Begin at the top of the following data. Copy each line exactly until you have copied the line containing "of the rust-colored".
*** MATERIAL PROVIDED ***
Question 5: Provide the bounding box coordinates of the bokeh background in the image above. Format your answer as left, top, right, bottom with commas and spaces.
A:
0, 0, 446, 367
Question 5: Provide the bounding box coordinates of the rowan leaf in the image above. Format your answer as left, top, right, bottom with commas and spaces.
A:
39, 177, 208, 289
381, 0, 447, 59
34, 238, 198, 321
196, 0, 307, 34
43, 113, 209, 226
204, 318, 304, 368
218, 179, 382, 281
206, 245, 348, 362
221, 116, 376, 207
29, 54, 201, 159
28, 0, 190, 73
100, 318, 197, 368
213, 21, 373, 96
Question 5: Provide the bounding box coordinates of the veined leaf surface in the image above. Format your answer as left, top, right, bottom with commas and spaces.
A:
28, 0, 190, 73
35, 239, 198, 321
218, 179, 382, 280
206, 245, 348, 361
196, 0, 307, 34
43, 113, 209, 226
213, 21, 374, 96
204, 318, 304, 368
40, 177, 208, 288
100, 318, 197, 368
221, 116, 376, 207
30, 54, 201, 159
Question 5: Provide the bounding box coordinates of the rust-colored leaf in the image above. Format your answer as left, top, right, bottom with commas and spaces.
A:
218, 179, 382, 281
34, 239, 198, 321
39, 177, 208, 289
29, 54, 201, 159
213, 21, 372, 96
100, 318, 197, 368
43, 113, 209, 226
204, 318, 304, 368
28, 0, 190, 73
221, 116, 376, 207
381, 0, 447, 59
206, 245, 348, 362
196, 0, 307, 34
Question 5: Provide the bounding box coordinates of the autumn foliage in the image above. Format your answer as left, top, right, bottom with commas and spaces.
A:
***
*EXERCISE RESPONSE*
Question 5: Provide the bounding box coordinates of the bokeh background in the image above. Format your answer as left, top, right, bottom with commas and spaces.
A:
0, 0, 446, 367
Question 5: Provide the bounding box coordinates of the rowan leaf in the image above. Format your answer as left, top, right, bottom with commas and spaces.
A:
39, 177, 208, 289
381, 0, 447, 59
34, 238, 198, 321
196, 0, 307, 34
43, 113, 209, 226
204, 318, 304, 368
218, 179, 382, 281
206, 245, 348, 362
221, 116, 376, 207
29, 54, 201, 159
28, 0, 190, 73
100, 318, 197, 368
213, 21, 373, 96
Question 5: Provide the bounding box coordinates of the veined leaf surface in the image above. Format your answer as left, top, right, bottom with commas and spaces.
A:
28, 0, 190, 73
35, 239, 198, 321
218, 179, 382, 280
206, 245, 348, 361
196, 0, 307, 34
43, 113, 209, 226
213, 21, 374, 96
204, 318, 304, 368
40, 177, 208, 288
100, 318, 197, 368
221, 116, 376, 207
30, 54, 201, 159
Question 5: Provide the bounding box coordinates of the rust-colored leaf in the image above. Format your answer as left, top, right, bottom with commas and spaces.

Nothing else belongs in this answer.